# [PROVIDED PASSAGE]
....
31 December 2009

I am broken, I feel broken, only happy when I write a poem though I hear nothing nothing in the wind in the street in my cat’s sleeping breath to suggest a poem tonight. I hear nothing. I see nothing, therefore, I am nothing. Thinking is never enough to be something. You can’t just think to be. You must also see. You must also hear. You must also feel. You must be. Otherwise, what separates us from a tree stump? How do we know if a tree can or cannot think? Or feel? Or see? Or hear? Or know—I write that word real slow and if the font of my handwriting had an “italics” function I’d use it on know. It’s this “knowing” we seek, we look for, we crave to be part of. It’s this knowing I sometimes convince myself I have, I set myself apart, and then never really find anyone else who “knows” (words real slow BOLD and italics in quotations just to set it apart, to give it weight, to give it importance.) And I don’t even know what I know or how I know, but I know I know, and I crave to meet others who do, too. Like I can just look them in the eyes and I’ll know, and he or she will know, too, and we’ll be together in this knowing. Am I talking crazy talk or does it all make sense? Maybe it was all that acid in my youth, maybe the endorphins from my natural childbirth in my twenties, maybe the hiking to the tops of mountains, I don’t know what, or who, or what, gave it to me but I feel so strongly that I have it. You know?

25 August 2009

Blue on white.
Blue on green.
Blue on blue.
The colors of you
Mother.
Crooked branch,
frozen thigh,
I just barely see you with my eye.
Drive by one yellow tree
in a huddle of March
green firs.

How you confer
your muddled shapes
your muted grays
in a veil.

Many times I’ve come to your chair.
Today I notice the seams in
your ocean wall,
the line down and through
the dolphin’s tail.

Black-striped
diamond
drill-bit
saws
at my tooth.
I smell the burn fetid burn,
swallow blood, bits of bone
the sucker missed.

I had to surrender to the
needle’s rape of me:
the plum violation
in my jaw — red , raw, plunged
yellow grip — needless to say
I felt more
than the tip.

I’m gonna get you numb.

That’s what we tell our Mother
when the winter comes.

The icicles demand
their stake in my mouth.

Bite down hard.

31 July 2009

I write in raindrops Scottie in the Kingdom says to me, and a deluge of creativity comes raining down on me, comes pouring down sometimes when that muse whispers in my ear, tells me what I want to hear, which is people being creative and making meaning with their lives. Meaning with words, and meaning in whorls, which can't even be recreated no matter how hard we try, no matter how often we ask why, there's just a certain something to the science of life recreating itself in intermittent shadows and swirls of worlds.
....
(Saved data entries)

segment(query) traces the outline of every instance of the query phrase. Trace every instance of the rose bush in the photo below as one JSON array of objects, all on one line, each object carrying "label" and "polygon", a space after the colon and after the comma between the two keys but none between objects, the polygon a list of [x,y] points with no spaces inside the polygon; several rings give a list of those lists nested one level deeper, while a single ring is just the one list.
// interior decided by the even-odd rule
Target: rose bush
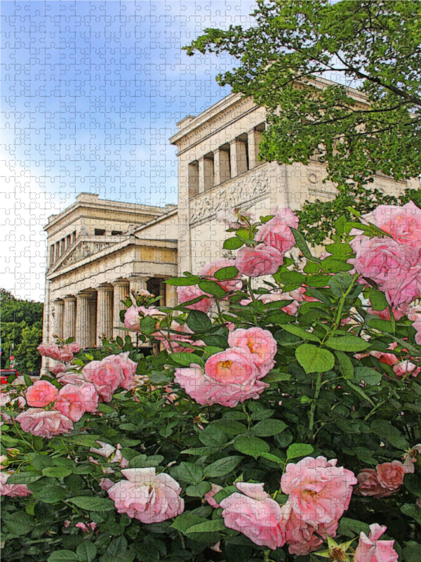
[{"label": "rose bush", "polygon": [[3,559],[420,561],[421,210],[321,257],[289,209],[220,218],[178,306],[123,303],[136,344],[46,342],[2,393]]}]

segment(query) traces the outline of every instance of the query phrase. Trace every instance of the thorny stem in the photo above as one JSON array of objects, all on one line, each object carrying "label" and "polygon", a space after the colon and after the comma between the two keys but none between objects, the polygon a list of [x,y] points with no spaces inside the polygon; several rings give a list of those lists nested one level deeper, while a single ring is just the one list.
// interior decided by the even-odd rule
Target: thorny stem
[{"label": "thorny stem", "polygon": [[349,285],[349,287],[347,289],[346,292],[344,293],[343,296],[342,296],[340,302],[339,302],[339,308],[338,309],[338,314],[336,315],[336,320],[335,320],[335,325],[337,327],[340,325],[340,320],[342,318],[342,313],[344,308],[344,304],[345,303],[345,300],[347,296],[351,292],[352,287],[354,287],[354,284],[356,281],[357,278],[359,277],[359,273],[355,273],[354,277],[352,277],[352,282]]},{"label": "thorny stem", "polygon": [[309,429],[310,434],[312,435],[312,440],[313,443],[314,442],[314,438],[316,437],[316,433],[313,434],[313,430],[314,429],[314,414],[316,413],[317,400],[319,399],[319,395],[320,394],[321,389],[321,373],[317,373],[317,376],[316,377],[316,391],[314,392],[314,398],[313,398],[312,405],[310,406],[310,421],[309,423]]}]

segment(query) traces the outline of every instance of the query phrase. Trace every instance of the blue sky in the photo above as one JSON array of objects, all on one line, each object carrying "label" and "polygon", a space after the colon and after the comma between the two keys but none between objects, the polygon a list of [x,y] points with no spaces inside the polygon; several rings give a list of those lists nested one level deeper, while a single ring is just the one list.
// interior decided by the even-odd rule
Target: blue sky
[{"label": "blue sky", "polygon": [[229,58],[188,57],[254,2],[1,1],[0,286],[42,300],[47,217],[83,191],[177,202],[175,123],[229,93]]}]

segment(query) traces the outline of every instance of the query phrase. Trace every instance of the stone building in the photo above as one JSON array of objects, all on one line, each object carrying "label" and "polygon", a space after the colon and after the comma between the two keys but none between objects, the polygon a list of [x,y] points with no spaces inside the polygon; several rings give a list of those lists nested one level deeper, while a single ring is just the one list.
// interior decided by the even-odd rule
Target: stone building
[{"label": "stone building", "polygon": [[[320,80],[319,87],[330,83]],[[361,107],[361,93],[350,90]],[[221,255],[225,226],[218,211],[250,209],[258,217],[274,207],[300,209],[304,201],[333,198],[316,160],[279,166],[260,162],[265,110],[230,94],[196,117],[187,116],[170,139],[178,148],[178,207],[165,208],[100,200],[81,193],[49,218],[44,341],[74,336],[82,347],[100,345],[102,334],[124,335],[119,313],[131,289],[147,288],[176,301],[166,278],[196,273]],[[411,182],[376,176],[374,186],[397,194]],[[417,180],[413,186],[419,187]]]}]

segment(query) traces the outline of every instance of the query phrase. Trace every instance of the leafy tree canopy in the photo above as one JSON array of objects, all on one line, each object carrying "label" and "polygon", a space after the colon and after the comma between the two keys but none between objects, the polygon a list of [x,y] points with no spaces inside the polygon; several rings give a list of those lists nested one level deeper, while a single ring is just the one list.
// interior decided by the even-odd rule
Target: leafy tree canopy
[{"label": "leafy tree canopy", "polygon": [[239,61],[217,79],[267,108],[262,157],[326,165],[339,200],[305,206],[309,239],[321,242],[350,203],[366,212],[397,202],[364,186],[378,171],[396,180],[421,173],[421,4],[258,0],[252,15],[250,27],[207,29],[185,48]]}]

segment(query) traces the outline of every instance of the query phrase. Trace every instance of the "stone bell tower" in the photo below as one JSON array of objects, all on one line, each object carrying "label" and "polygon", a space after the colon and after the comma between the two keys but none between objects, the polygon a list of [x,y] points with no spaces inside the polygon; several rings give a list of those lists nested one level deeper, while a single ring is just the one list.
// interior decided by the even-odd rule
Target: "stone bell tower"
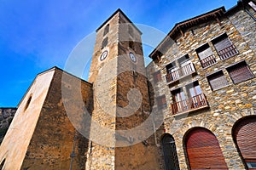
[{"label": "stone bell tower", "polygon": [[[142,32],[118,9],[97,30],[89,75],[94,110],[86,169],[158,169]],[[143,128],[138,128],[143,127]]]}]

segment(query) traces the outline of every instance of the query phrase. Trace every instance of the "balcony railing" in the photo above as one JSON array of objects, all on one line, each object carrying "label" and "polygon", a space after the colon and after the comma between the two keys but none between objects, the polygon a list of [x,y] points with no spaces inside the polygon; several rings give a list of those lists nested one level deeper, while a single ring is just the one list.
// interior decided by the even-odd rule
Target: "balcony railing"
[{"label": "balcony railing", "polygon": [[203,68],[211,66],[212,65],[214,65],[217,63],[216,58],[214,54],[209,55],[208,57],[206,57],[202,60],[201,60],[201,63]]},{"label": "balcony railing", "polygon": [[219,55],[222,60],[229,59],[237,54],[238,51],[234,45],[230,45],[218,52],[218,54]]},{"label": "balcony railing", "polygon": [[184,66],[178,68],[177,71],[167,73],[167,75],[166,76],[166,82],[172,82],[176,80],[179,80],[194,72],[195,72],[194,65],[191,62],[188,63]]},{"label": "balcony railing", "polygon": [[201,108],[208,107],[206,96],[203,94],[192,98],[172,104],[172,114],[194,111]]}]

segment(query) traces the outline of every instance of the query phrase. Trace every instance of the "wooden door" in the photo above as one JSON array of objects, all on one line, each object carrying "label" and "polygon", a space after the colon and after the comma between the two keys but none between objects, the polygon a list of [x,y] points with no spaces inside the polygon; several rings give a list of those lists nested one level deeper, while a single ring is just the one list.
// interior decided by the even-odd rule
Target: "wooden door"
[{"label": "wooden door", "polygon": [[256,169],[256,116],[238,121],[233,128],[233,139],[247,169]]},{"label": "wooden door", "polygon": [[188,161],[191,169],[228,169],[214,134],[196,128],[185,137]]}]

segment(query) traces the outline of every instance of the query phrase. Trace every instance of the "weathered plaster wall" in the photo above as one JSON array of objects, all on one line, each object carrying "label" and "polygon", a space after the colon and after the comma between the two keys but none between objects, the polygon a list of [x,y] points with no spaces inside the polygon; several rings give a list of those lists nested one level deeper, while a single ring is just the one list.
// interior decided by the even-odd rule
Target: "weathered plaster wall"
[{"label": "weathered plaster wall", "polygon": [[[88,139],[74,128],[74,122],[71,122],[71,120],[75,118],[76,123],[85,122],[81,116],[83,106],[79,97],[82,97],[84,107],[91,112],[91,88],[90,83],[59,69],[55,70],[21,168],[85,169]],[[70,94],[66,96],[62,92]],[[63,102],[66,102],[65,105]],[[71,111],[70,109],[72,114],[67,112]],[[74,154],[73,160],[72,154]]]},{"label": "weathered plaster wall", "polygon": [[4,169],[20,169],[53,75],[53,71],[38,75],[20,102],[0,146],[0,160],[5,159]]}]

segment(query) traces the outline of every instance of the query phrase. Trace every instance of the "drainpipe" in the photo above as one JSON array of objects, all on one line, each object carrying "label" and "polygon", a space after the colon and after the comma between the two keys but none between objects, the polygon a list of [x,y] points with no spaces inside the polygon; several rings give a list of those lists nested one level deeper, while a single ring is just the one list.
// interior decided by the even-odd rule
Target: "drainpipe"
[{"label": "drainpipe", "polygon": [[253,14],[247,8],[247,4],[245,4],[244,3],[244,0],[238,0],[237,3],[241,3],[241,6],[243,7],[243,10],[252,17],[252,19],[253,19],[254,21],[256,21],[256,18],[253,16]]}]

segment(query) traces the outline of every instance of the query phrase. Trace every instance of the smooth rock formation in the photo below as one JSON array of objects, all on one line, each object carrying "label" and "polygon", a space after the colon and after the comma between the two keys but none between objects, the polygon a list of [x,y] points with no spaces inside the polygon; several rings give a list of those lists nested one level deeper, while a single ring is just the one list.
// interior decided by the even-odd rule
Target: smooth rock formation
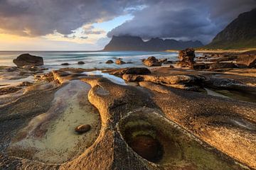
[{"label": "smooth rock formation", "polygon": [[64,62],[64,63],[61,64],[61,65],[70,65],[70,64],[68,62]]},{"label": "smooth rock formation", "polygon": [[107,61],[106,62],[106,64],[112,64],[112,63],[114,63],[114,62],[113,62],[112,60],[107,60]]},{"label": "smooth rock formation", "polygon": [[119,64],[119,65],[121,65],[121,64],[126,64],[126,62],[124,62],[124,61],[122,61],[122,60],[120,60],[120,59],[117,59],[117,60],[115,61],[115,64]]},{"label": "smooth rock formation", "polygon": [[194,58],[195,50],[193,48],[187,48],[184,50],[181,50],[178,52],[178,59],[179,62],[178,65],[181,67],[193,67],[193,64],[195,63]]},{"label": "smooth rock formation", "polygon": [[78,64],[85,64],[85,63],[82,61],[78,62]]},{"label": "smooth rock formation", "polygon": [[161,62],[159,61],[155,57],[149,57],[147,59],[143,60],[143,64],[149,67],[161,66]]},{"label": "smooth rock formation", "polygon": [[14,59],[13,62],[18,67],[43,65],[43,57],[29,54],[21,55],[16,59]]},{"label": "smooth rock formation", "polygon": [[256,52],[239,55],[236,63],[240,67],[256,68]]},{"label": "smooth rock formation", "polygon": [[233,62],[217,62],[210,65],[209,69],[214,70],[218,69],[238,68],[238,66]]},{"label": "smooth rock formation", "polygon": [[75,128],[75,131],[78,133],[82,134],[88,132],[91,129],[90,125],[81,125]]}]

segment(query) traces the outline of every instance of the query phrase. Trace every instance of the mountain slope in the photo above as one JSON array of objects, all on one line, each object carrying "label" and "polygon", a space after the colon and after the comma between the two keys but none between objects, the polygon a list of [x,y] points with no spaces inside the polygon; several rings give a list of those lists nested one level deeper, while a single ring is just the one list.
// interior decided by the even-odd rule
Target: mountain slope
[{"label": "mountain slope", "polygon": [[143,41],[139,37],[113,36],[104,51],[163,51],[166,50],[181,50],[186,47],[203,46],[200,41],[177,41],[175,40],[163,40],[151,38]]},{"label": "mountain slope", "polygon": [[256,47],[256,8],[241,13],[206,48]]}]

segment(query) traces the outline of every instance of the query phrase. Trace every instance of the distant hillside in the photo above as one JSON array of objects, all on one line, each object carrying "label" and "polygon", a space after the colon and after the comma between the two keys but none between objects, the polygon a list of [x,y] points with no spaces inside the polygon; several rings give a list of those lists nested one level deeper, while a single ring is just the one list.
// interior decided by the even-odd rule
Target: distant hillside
....
# [EXERCISES TO COMPLETE]
**A.** Reproduce word for word the part of the provided passage that opens with the words containing "I smell the" and closes with "than the tip.".
**B.** In the saved data entries, write out unchanged the lines running from the line that contains "of the stone" through the line that contains "Target: stone building", both of those lines included.

# [COMPLETE ANSWERS]
**A.**
I smell the burn fetid burn,
swallow blood, bits of bone
the sucker missed.

I had to surrender to the
needle’s rape of me:
the plum violation
in my jaw — red , raw, plunged
yellow grip — needless to say
I felt more
than the tip.

**B.**
segment(query) traces the outline of every instance of the query phrase. Trace every instance of the stone building in the photo above as one JSON array of objects, all on one line, each object carrying "label" and "polygon", a space after the colon and after the comma between the two keys but none between objects, the polygon a list of [x,y] points with no spaces inside the polygon; several rings give a list of those lists nested one level deeper, while a single ring is just the one list.
// interior decided by the even-odd rule
Target: stone building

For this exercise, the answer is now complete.